__Selected excerpt__
***

Trips to Columbus, Ohio are always confusing to me. I never know which direction should be referred to as “going home.” I once wrote that home is where your bed is. By that criteria, I guess Chattanooga is our home destination. However, having spent nearly 40 years living in Columbus, the paltry 3 we’ve lived in Chattanooga have not been enough to erase the feeling of returning home when we head North on 75.

This last trip North ended the longest stretch I’ve gone to date between trips to Columbus. It’s been long enough that I can’t actually remember when my last trip up was, but I know it wasn’t in this calendar year. With my remaining family all living elsewhere these days and many of my friends having moved away as well, it sometimes catches me off guard how much Columbus still feels like home. When I think about what makes it feel homey, here’s what I’ve come up with:

  1. I know how to get to every place I want to go without using GPS. If one route has traffic, I know another route, also without GPS.
  2. I can come up with restaurants I want to eat at based on style of food, quality of adult beverages, particular favorite dishes, or outdoor ambience. (I confess, I did have to check with several restaurants on whether they allow dogs on their patio or not–Tisen came along on this trip.)
  3. I know where the “bad” parts of town are.
  4. I know where the best camera shops in town are and which ones carry Canon gear.
  5. I have a doctor and a dentist there.
  6. I know where to go for a safe pedicure without an appointment.
  7. Graeter’s Ice Cream is available just about everywhere–even Costco.
  8. The biggest problem is trying to fit everyone we want to see into a few days and realizing we’re not going to be able to get to see many of the people we’d love to catch up with.
  9. We have a place to stay where there is a room just for us and our dog is welcome (and offers from several other friends to stay with them)–I guess we do have a bed in Columbus.

This trip was timed around the Columbus Guitar Show. It was my first time working a show (although I’ve attended a couple before). Manning the booth and giving away T-shirts to people who participated in my marketing campaign turned out to be both fun and exhausting.

One of the best things about our timing was that we were in Chattanooga for the beginning and end of the Riverbend Festival, but missed the middle of the 9-day event. This means we didn’t get tired of the extra people and traffic in the downtown area. And, we were home in time for the fireworks–out of all the fireworks in Chattanooga, the Riverbend fireworks are by far the best and longest display.

Taking Stock

It’s officially been 2 months since my leave of absence began. I thought it would be a good time to enumerate both the new lessons I’ve learned and the old lessons that have  resurfaced as particularly relevant to this major shift in my life.

***

__Records supplied__
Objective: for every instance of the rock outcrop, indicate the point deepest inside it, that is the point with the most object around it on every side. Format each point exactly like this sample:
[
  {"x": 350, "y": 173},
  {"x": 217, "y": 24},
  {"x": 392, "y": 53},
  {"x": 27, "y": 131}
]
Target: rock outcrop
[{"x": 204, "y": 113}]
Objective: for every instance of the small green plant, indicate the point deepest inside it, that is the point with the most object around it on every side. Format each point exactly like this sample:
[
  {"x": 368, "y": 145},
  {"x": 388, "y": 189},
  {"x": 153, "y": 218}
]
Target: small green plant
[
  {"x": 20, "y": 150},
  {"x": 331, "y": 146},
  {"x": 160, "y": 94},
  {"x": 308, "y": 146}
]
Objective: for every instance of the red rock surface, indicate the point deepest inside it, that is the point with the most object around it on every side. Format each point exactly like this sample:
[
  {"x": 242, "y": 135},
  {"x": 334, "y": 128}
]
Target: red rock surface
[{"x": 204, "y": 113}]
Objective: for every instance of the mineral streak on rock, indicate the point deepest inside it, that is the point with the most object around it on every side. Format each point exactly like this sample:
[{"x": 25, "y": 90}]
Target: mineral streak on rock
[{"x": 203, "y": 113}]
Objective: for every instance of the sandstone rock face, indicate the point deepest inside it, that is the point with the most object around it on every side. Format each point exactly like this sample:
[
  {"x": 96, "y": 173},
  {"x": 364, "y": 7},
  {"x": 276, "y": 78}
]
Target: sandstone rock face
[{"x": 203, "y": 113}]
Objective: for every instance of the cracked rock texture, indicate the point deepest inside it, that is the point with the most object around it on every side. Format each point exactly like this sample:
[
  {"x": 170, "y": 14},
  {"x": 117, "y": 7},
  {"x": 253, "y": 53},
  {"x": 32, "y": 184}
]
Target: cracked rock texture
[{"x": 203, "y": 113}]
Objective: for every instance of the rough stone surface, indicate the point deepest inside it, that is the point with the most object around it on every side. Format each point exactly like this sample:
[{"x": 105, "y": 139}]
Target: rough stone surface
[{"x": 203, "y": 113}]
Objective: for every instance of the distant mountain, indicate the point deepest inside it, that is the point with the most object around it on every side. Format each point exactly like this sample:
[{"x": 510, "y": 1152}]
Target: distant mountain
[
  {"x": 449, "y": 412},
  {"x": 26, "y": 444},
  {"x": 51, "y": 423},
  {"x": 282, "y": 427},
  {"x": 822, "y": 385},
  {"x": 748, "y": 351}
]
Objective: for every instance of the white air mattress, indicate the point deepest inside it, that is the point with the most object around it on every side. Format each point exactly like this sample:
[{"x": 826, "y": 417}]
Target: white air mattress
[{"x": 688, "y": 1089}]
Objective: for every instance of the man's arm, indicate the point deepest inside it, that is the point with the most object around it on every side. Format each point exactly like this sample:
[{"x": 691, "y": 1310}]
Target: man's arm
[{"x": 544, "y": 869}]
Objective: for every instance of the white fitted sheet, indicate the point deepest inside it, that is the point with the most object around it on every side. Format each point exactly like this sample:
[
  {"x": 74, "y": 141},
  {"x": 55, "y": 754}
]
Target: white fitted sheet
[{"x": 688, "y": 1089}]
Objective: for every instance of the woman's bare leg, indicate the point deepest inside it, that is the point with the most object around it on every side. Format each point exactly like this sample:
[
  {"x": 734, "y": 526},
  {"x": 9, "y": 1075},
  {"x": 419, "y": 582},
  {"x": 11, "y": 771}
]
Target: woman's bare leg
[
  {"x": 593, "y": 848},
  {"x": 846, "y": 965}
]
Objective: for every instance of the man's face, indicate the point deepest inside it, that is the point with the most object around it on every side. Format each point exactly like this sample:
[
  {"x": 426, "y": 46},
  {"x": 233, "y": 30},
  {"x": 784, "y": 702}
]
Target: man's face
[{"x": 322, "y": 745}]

***

__Required task 1__
Name every brand or company that the post about trips to Columbus mentions.
__Required task 2__
In the post about trips to Columbus, retype the passage starting at "This trip was" and ending at "and longest display.".

__Solution 1__
Canon, Graeter's Ice Cream, Costco

__Solution 2__
This trip was timed around the Columbus Guitar Show. It was my first time working a show (although I’ve attended a couple before). Manning the booth and giving away T-shirts to people who participated in my marketing campaign turned out to be both fun and exhausting.

One of the best things about our timing was that we were in Chattanooga for the beginning and end of the Riverbend Festival, but missed the middle of the 9-day event. This means we didn’t get tired of the extra people and traffic in the downtown area. And, we were home in time for the fireworks–out of all the fireworks in Chattanooga, the Riverbend fireworks are by far the best and longest display.